Extrait du document:

┌──

Napoléon fait le compte des soldats dont il peut disposer et tente de montrer sa force au cours de cette entrevue. En fait, il devra faire appel aux anciennes classes et recruter des « Marie-Louise », jeunes conscrits des classes 1814 et 1815, sans formation militaire. Metternich n’est pas dupe de la démonstration. Napoléon, furieux, lui reproche les ambiguïtés de sa politique. Ce qui va jeter l’Autriche dans le camp ennemi. De fait, son mariage autrichien n’aura servi à rien.

Restauration (et Cent-jours en 1815) : 1814-1830.

« Ma vie politique est terminée. Je proclame mon fils, sous le nom de Napoléon II, empereur des Français. »1951

NAPOLÉON Ier (1769-1821), 22 juin 1815. Dictionnaire des sciences politiques et sociales (1855), Auguste Ott

Après le come-back des Cent Jours et le désastre de Waterloo (18 juin 1815), l’empereur abdique une seconde fois, cette fois en faveur de son fils. Napoléon II est reconnu empereur le 23 juin par les Chambres des Cent-Jours. Non sans tumulte ! Et avec un argument juridique étonnant : dans le cas contraire, l’abdication serait nulle et Napoléon pourrait repartir en guerre avec 50 000 hommes… Les Alliés veulent surtout se débarrasser de lui, définitivement. Le vaincu se rend aux Anglais et c’est la déportation dans l’île de Sainte-Hélène, à 1 900 km, en plein océan Atlantique.

« J’espère qu’on le traitera avec bonté et douceur, et je vous prie, très cher papa, d’y contribuer. »1959

MARIE-LOUISE (1791-1847), Lettre à son père l’empereur d’Autriche, 15 août 1815. Revue historique, 28e année, (1903)

Metternich vient de l’informer par lettre, le 13 août : « Madame, Napoléon est en route pour Sainte-Hélène. » La femme de l’empereur déchu ajoute : « C’est la seule prière que je puisse oser pour lui et la dernière fois que je m’intéresse à son sort, car je lui dois de la reconnaissance pour la tranquille indifférence dans laquelle il m’a laissée vivre, au lieu de me rendre malheureuse. » Paroles de fille et d’épouse soumises.

└──

Tâche assignée 1:
Répondez à ces questions d'après l'extrait du document :
(a) Quel nom est donné aux jeunes conscrits des classes 1814 et 1815 ?
(b) À quelle date les Chambres des Cent-Jours reconnaissent-elles Napoléon II comme empereur ?
(c) Quel jour Metternich écrit-il à Marie-Louise que Napoléon est en route pour Sainte-Hélène ?

Listing:
┌──

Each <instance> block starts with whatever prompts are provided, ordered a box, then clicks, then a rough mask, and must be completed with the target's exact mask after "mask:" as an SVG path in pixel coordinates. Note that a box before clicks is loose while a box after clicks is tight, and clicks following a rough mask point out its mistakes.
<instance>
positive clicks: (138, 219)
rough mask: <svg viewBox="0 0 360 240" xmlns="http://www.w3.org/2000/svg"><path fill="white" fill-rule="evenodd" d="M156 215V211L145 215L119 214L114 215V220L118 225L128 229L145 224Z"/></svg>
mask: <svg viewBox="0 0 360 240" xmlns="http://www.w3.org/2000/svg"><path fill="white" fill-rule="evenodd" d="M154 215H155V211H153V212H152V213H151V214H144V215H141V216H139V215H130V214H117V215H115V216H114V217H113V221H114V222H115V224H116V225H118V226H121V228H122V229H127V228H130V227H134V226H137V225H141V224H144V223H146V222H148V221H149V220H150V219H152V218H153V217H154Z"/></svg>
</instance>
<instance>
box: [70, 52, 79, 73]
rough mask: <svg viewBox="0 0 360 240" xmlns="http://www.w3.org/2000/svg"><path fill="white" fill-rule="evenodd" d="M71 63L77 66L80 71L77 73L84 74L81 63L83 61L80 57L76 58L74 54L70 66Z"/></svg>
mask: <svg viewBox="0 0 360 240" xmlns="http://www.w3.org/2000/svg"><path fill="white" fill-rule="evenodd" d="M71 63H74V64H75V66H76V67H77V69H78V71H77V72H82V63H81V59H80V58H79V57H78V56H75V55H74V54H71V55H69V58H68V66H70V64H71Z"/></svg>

└──

Tâche assignée 2:
Rendez en liste JSON de chaînes, une par ligne et sans les lignes vides, tout le listing depuis la ligne contenant « </instance> » jusqu'à la ligne contenant « 63L77 66L80 71L77 », ces deux lignes comprises.

Résultat de la tâche 1:
(a) Les « Marie-Louise ».
(b) Le 23 juin.
(c) Le 13 août.

Résultat de la tâche 2:
[
  "</instance>",
  "<instance>",
  "box: [70, 52, 79, 73]",
  "rough mask: <svg viewBox=\"0 0 360 240\" xmlns=\"http://www.w3.org/2000/svg\"><path fill=\"white\" fill-rule=\"evenodd\" d=\"M71 63L77 66L80 71L77 73L84 74L81 63L83 61L80 57L76 58L74 54L70 66Z\"/></svg>"
]